AIM OF THE EXERCISE: Search the records for the word "return" and report each line that has it.

RECORDS PROVIDED:
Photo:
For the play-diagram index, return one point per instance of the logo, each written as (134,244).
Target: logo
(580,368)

...

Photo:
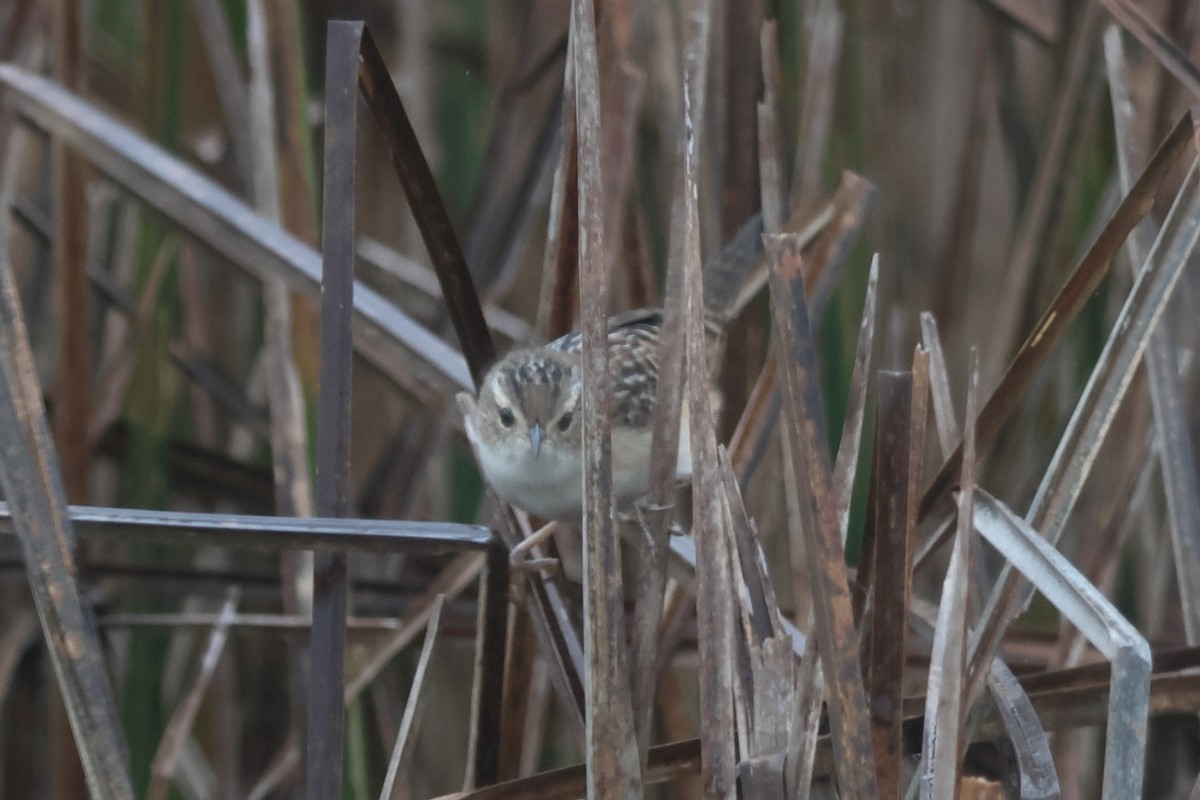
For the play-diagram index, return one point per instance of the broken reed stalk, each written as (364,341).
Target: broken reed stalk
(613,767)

SOLUTION TO THIS TASK:
For the play-diagram index, return one point per instance of the logo, each written as (134,244).
For the play-diagram index, return one point per instance of the broken reed stalk, each written as (364,341).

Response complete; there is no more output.